[[ Data for processing, beginning ]]

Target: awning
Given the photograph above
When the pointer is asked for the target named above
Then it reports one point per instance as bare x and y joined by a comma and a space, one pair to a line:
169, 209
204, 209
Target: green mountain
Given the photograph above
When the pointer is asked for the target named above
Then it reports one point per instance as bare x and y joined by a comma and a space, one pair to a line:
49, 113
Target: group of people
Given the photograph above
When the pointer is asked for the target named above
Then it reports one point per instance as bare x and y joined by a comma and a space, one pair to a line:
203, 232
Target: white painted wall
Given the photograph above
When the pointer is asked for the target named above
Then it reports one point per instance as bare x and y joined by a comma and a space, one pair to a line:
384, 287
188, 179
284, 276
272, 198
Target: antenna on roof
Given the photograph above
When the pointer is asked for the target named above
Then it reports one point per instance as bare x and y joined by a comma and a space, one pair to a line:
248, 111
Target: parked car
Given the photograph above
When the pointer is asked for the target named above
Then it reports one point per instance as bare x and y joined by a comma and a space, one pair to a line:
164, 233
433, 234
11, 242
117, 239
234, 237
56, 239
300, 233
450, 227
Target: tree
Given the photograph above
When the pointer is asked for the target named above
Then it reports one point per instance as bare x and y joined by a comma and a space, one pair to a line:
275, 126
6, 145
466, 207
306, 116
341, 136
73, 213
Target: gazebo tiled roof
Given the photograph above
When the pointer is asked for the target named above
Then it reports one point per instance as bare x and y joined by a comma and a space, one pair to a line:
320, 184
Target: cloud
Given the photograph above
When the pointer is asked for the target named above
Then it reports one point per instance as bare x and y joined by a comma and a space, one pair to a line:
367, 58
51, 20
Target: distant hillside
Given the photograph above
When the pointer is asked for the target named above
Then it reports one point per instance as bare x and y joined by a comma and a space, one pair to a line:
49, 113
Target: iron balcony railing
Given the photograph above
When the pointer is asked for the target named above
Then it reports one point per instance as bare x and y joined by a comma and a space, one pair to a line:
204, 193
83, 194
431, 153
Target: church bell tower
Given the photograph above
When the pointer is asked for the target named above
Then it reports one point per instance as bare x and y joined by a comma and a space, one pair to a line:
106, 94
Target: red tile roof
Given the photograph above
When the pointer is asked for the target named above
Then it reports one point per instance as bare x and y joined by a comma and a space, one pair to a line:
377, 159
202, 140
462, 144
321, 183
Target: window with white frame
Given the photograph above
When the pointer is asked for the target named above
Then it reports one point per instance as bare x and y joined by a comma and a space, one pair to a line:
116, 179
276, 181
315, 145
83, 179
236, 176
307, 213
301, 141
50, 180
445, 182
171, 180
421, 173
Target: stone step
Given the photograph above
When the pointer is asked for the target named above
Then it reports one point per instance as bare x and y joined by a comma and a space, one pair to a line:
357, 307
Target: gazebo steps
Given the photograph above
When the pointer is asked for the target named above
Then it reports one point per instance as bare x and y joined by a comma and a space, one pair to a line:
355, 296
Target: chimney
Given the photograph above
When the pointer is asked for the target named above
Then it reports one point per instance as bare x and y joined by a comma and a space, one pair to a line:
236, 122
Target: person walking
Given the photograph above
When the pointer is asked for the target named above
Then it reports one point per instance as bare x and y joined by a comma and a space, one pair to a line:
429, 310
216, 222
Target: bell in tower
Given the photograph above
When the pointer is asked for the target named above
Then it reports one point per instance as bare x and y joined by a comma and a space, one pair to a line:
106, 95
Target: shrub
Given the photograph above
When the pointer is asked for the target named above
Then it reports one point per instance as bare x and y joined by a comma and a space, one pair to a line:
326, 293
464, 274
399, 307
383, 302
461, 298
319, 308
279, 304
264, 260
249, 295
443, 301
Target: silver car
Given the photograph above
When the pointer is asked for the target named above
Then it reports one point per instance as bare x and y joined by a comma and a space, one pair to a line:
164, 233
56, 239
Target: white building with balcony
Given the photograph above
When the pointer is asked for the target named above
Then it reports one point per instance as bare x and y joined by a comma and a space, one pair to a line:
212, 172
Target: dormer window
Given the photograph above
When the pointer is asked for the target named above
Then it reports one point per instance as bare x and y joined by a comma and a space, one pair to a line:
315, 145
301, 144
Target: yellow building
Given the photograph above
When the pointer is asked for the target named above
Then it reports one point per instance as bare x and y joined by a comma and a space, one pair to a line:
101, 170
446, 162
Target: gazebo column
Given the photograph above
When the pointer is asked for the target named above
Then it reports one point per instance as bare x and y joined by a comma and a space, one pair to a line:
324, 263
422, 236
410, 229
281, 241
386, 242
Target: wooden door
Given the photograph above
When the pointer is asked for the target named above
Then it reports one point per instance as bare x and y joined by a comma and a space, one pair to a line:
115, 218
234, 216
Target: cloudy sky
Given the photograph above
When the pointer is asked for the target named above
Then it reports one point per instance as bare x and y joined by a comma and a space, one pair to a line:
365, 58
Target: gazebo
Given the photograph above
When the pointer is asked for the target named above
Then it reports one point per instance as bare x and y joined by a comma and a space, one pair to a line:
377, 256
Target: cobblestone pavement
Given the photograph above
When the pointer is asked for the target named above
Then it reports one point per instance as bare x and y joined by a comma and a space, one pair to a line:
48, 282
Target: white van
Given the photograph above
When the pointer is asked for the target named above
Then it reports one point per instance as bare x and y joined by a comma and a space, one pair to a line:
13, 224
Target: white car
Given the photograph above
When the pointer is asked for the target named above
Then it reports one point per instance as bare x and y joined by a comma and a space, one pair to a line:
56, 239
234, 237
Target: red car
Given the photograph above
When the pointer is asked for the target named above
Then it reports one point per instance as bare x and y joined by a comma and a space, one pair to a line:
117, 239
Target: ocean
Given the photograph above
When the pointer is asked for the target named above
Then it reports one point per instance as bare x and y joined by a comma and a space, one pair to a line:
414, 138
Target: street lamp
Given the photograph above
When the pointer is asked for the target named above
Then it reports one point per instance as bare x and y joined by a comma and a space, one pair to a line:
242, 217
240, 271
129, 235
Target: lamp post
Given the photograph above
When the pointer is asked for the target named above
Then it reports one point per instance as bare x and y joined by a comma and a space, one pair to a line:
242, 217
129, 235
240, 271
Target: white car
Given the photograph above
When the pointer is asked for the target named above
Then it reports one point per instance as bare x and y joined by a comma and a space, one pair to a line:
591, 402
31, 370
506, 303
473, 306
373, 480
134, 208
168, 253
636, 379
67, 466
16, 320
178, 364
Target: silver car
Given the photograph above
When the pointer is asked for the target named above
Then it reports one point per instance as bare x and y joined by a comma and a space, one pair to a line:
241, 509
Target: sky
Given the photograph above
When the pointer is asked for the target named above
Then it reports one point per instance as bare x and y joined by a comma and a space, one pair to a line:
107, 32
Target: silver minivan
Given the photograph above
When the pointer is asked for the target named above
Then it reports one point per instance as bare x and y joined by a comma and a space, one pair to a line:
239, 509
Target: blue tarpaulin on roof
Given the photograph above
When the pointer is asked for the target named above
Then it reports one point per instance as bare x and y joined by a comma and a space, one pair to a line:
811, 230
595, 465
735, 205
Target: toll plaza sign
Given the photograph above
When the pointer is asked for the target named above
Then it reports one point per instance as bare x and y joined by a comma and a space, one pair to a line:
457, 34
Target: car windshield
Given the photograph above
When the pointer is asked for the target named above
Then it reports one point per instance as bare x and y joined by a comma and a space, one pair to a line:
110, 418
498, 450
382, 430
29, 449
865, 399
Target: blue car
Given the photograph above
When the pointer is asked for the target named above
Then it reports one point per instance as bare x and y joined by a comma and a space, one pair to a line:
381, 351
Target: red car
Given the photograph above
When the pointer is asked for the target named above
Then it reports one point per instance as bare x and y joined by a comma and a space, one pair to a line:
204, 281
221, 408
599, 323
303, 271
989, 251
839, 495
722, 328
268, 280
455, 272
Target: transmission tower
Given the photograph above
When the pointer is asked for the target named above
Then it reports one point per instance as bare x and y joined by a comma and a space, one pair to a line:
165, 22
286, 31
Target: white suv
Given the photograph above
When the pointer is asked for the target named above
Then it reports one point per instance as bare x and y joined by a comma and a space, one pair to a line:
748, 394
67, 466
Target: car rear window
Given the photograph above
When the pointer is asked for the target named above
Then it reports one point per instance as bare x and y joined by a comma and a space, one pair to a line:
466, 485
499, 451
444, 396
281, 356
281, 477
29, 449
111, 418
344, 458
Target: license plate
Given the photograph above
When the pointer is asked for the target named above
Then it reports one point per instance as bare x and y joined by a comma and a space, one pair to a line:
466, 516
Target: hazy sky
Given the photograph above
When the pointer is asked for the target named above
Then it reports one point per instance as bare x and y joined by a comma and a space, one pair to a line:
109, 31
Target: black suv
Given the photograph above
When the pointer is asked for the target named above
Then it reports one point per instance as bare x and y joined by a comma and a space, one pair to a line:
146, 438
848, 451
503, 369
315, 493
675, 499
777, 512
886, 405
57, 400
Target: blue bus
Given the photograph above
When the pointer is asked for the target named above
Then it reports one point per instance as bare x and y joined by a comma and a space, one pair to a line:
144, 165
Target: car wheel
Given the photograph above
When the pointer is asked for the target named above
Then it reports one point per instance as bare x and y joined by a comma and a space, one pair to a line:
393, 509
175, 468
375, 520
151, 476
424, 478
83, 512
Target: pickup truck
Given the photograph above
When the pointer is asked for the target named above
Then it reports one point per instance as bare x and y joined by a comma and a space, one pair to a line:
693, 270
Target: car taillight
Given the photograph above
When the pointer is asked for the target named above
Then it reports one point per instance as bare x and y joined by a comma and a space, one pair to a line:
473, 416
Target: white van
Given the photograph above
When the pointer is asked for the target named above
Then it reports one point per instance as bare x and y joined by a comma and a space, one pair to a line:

[[ Data for processing, end ]]
[[ Data for processing, beginning ]]

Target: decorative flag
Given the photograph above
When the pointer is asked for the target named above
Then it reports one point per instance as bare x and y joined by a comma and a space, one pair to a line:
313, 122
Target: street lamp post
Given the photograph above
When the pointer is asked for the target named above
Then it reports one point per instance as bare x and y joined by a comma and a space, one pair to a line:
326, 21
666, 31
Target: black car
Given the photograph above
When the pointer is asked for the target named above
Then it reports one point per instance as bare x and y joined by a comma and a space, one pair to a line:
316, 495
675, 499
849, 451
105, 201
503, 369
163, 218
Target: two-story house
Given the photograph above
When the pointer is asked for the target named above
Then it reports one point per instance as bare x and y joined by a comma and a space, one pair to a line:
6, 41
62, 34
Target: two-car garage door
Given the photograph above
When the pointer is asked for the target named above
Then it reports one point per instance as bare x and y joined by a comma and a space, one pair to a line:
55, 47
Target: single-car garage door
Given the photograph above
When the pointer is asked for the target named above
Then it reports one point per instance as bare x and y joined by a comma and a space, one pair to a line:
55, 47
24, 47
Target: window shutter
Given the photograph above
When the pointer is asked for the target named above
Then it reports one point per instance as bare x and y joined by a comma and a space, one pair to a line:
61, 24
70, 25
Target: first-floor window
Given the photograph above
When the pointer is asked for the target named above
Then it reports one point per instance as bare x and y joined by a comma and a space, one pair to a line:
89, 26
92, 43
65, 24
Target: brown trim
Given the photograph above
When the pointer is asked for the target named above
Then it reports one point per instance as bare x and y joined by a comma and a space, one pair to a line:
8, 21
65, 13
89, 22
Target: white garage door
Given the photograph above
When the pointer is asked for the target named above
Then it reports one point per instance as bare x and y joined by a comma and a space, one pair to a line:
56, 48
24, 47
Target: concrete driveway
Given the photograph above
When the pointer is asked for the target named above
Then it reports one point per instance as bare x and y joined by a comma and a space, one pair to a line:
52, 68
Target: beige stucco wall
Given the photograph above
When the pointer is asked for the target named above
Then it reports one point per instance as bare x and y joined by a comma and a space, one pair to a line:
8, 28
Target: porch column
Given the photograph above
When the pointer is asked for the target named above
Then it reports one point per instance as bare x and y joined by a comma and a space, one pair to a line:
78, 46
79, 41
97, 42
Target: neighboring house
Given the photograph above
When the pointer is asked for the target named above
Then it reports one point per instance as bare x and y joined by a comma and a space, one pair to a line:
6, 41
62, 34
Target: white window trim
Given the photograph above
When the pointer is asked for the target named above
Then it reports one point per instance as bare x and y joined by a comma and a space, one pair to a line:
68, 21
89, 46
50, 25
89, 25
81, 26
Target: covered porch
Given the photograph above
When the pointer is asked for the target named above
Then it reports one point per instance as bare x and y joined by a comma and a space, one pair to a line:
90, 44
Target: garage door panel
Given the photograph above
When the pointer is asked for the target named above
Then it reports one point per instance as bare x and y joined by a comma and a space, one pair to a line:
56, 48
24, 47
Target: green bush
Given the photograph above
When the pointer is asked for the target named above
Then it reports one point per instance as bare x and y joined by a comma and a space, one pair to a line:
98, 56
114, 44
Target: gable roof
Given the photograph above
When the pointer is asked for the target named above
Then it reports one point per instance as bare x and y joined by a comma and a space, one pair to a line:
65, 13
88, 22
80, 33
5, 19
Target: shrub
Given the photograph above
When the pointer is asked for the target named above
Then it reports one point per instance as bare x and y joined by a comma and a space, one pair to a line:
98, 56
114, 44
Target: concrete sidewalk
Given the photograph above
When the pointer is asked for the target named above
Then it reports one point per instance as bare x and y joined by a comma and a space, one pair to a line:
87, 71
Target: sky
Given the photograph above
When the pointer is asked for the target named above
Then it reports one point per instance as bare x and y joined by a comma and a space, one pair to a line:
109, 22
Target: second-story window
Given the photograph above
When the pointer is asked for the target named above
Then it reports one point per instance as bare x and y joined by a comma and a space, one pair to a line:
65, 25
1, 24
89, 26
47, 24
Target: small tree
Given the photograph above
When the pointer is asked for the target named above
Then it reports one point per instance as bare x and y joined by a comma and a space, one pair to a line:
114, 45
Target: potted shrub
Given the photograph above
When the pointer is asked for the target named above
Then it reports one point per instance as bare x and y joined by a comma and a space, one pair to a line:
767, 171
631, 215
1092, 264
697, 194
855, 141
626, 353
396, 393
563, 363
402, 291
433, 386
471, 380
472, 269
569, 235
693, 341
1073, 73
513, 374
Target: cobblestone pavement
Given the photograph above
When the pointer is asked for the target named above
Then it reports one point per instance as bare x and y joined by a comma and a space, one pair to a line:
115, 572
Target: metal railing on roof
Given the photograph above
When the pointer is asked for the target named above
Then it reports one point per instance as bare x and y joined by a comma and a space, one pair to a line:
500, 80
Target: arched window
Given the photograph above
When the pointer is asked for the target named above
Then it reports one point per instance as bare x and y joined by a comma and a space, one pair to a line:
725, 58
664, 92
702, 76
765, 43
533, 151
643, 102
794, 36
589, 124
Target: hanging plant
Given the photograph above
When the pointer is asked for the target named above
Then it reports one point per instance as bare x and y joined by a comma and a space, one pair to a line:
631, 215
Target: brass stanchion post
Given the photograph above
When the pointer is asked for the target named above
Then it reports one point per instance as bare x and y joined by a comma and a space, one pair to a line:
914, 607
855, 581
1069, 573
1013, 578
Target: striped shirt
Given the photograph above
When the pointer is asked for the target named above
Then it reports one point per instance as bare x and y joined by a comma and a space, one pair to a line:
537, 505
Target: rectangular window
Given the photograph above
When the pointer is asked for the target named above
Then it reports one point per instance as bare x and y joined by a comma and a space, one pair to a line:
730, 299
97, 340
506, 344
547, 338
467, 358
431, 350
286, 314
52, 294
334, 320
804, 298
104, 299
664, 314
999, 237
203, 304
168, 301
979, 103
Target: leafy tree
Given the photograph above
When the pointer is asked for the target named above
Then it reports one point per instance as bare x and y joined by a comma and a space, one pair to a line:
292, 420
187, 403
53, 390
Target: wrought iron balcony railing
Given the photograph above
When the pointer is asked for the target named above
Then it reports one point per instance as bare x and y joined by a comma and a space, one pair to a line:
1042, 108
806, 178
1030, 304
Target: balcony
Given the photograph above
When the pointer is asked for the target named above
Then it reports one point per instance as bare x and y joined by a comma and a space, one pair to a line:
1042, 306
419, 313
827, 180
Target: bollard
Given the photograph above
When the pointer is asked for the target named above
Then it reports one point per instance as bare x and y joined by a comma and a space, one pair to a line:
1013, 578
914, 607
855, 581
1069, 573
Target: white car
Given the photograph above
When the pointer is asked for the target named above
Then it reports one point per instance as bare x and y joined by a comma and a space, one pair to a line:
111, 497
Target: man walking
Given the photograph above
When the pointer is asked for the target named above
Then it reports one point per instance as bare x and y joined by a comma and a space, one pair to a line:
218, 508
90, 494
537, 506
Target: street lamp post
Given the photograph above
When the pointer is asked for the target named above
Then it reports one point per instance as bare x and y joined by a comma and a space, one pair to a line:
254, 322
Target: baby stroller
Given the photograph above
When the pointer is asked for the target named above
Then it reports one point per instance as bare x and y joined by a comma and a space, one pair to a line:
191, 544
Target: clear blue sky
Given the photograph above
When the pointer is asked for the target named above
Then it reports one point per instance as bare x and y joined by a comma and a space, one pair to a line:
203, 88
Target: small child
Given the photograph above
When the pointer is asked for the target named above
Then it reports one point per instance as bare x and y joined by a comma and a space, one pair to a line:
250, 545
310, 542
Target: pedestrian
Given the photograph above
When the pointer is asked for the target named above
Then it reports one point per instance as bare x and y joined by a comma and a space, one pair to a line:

[[ Data for processing, end ]]
[[ Data for processing, beginning ]]

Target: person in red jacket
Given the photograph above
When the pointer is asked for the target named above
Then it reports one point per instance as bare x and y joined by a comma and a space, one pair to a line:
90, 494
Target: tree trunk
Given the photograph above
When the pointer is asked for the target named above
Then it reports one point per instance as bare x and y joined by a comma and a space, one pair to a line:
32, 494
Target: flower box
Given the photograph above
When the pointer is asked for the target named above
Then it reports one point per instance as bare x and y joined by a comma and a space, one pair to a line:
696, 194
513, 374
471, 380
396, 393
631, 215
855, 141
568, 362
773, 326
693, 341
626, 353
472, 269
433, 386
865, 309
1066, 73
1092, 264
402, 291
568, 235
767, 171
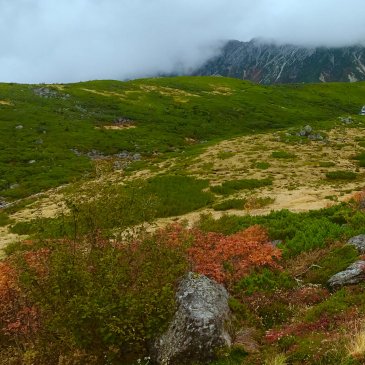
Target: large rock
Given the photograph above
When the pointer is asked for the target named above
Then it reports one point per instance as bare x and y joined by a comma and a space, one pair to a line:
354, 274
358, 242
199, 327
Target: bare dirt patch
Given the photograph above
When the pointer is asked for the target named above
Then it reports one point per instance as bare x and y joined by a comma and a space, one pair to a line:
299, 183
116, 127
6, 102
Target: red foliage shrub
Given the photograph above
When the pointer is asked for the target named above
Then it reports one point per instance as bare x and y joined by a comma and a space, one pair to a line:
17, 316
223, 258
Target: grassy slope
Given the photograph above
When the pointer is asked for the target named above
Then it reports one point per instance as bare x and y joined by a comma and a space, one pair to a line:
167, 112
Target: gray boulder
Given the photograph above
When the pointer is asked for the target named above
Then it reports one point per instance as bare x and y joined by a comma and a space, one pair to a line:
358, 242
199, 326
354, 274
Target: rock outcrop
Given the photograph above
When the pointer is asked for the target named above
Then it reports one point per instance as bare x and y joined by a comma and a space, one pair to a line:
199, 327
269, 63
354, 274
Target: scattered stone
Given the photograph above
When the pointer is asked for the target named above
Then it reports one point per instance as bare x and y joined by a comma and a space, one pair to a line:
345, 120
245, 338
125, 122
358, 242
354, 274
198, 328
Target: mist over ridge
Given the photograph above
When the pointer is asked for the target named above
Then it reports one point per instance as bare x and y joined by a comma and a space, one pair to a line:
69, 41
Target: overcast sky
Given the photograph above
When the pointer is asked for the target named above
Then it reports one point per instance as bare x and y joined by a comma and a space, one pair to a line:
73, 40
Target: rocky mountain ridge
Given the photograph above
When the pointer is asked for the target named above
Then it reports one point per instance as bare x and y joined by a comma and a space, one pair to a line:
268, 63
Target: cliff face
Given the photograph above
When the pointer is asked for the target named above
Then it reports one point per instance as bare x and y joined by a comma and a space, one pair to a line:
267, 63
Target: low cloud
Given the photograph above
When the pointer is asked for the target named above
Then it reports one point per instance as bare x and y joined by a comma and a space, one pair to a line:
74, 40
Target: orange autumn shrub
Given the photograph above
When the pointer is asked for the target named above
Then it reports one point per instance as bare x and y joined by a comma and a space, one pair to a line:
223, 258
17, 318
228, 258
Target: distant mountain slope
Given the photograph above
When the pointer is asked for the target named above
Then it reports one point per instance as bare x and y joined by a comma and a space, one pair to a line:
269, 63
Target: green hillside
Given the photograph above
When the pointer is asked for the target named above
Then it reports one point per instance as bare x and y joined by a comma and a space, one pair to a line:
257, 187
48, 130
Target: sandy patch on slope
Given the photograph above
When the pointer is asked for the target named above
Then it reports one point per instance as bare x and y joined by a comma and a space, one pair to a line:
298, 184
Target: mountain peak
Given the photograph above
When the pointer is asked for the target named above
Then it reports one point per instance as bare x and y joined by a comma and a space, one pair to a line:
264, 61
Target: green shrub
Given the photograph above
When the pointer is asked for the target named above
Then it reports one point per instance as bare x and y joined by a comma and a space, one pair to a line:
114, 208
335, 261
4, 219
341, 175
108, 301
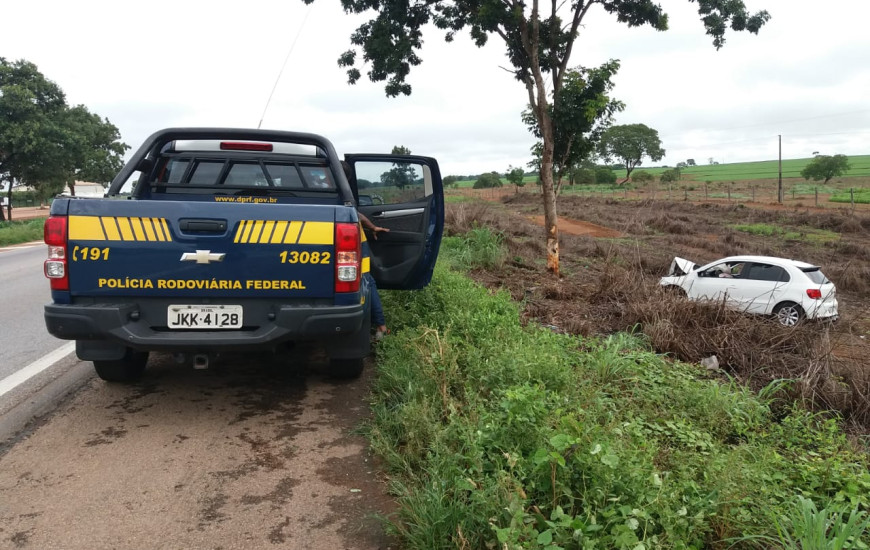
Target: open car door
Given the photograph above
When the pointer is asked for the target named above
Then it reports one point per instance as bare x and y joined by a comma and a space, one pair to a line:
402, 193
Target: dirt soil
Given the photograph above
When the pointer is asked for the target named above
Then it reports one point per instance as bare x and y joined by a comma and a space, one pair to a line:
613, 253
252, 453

[[ Data for processing, end ]]

### How to complete this task
Please find the lines in the data that contain the word "trim" and copy them.

### Answer for the task
Target: brown trim
Target: white window trim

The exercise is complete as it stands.